| Your goal |
Rewrite the items below, changing each instance of "shirt" to "blouse" and leaving every other part unchanged.

--- START OF Recorded data ---

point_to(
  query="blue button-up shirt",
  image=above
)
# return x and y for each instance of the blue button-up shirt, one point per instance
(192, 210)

--- END OF Recorded data ---

| Finished answer |
point_to(
  query="blue button-up blouse",
  image=above
)
# return x and y for each instance of the blue button-up blouse, one point per instance
(192, 210)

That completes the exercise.